> [Dataset entries]
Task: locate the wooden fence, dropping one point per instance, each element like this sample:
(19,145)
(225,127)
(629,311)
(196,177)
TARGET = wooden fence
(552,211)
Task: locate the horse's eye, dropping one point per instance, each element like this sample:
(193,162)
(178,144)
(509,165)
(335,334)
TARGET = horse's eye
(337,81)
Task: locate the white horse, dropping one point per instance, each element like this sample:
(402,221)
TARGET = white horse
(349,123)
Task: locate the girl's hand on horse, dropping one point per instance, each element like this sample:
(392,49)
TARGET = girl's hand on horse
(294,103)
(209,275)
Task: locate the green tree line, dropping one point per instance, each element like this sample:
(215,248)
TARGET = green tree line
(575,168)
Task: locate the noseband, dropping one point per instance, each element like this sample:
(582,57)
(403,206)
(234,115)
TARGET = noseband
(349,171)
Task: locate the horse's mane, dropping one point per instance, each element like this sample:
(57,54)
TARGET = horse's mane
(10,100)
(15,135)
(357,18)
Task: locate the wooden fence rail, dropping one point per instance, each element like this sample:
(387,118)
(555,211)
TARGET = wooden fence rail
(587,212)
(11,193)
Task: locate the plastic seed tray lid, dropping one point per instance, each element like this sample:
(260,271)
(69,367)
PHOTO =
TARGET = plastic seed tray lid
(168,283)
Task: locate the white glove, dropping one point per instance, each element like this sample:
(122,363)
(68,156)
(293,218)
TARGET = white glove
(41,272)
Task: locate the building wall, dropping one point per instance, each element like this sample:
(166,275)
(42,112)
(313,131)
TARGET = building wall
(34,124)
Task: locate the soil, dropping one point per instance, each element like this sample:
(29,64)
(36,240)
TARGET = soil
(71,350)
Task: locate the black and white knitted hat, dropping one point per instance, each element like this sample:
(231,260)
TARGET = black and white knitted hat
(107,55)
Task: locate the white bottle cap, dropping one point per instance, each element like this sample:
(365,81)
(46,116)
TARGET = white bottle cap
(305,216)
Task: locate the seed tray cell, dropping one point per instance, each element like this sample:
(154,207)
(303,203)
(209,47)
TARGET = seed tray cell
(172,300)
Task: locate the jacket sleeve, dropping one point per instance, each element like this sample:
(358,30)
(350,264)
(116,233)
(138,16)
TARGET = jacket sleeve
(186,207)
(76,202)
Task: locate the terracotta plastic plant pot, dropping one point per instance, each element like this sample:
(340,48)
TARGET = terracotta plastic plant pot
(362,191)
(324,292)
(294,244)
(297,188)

> [Problem requirements] An exact copy of all the material is what is needed.

> [Output for this exercise]
Task: locate the wooden fence, dropping one point per instance, each element like this sample:
(19,145)
(225,127)
(629,311)
(196,177)
TARGET = wooden fence
(552,211)
Task: locate the horse's eye, dropping one point per instance, each element like this sample:
(193,162)
(178,144)
(509,165)
(335,334)
TARGET = horse's eye
(337,81)
Task: locate the white horse, dropping one point per instance, each element like this sample:
(402,221)
TARGET = white horse
(349,123)
Task: locate the girl's hand on horse, dropping one point per instance, each element like this sample:
(392,49)
TARGET = girl's hand on horse
(294,103)
(209,275)
Task: locate the green tree line, dropping one point per instance, each element like this sample:
(215,248)
TARGET = green tree line
(575,168)
Task: locate the noseband, dropping one point per instance, each element like this sample:
(582,57)
(403,206)
(234,115)
TARGET = noseband
(349,171)
Task: locate the horse's mane, dropping one point per instance, each element like this sample:
(57,54)
TARGET = horse's mane
(10,100)
(15,135)
(357,18)
Task: locate the wooden fence rail, dropping one point per instance, each element like this sample:
(387,118)
(555,211)
TARGET = wooden fence rail
(587,212)
(11,193)
Task: locate the plastic seed tray lid, dropping one point per instance, each element like this sample:
(260,271)
(69,367)
PHOTO =
TARGET = plastic seed tray lid
(168,283)
Task: locate the white glove, dropping one point per instance, each element like this sample:
(122,363)
(68,156)
(293,218)
TARGET = white glove
(41,272)
Task: locate the building wall, dropping one point per instance, each element like this sample:
(166,275)
(42,112)
(313,131)
TARGET = building wall
(34,124)
Task: locate the soil, dropping one point per instance, each element like this sample:
(29,64)
(36,240)
TARGET = soil
(71,350)
Task: locate the black and white knitted hat, dropping one point per instance, each element like this sample:
(231,260)
TARGET = black and white knitted hat
(107,55)
Task: locate the white bottle cap, dropping one point per instance, each element like this sample:
(365,81)
(46,116)
TARGET = white bottle cap
(305,216)
Task: locate the seed tray cell, dropping one point per instance, each element like this sample:
(154,207)
(303,203)
(209,47)
TARGET = seed tray cell
(172,300)
Task: locate the jacket sleeve, dropping one point per instance, each element like this sample:
(358,30)
(350,264)
(116,233)
(138,16)
TARGET = jacket sleeve
(186,207)
(76,202)
Task: locate the terracotta plastic plant pot, dropping one point per instance, each element like this sample:
(340,48)
TARGET = terracotta plastic plant pot
(362,191)
(324,292)
(294,244)
(297,188)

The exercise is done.